*About this task:* Lines before the one containing "Locate the horse back" are not wanted. Transcribe that line and all after it exactly, to the end of the entries.
[Data section — start]
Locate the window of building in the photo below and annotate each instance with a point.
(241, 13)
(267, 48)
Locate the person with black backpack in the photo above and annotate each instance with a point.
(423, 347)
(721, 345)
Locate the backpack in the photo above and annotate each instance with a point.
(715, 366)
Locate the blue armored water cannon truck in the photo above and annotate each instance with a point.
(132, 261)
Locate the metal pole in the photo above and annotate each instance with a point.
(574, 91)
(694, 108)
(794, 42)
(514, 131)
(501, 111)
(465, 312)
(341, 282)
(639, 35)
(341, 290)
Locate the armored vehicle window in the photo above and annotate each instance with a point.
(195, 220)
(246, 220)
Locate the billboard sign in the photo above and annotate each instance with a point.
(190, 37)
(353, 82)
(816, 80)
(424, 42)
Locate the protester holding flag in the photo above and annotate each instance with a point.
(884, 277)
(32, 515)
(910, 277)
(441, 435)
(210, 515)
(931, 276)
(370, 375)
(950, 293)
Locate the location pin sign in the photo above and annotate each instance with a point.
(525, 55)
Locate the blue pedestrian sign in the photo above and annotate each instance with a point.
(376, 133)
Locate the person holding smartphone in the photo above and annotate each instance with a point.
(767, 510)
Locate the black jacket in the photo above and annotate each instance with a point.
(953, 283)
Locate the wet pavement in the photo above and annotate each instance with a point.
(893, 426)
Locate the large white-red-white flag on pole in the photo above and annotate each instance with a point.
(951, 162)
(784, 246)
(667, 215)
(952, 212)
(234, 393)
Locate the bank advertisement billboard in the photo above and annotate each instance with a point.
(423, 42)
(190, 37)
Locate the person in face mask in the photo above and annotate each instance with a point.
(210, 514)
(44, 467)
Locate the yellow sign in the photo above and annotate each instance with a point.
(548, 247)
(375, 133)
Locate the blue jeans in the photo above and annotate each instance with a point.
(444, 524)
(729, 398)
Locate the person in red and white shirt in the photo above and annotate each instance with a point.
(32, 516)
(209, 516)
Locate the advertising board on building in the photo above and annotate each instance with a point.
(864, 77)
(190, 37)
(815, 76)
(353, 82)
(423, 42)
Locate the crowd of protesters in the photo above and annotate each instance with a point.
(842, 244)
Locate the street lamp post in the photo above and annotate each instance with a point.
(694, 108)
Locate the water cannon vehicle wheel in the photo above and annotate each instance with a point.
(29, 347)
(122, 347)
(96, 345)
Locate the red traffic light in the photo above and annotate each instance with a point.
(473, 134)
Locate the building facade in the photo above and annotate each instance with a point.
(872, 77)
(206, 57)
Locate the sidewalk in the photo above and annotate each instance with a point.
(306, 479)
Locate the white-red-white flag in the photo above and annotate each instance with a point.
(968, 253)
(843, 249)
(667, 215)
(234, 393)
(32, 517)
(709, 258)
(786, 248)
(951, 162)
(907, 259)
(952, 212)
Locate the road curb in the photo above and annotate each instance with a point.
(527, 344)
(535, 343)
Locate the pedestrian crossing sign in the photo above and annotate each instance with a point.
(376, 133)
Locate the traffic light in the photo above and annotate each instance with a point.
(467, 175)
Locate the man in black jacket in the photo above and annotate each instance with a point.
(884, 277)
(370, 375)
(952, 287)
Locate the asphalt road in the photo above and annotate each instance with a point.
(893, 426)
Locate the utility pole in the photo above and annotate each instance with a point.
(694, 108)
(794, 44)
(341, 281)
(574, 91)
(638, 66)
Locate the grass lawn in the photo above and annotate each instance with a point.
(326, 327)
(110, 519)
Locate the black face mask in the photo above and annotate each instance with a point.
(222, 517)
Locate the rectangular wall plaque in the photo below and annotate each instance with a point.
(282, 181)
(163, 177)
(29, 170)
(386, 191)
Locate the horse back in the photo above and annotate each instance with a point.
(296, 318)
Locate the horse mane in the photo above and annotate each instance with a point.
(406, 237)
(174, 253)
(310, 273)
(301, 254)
[Data section — finish]
*Output:*
Locate the horse back in the photo above and annotate each instance with a point.
(296, 318)
Locate the horse mane in the photo above and annotate each instance with a point.
(406, 237)
(174, 253)
(310, 273)
(301, 254)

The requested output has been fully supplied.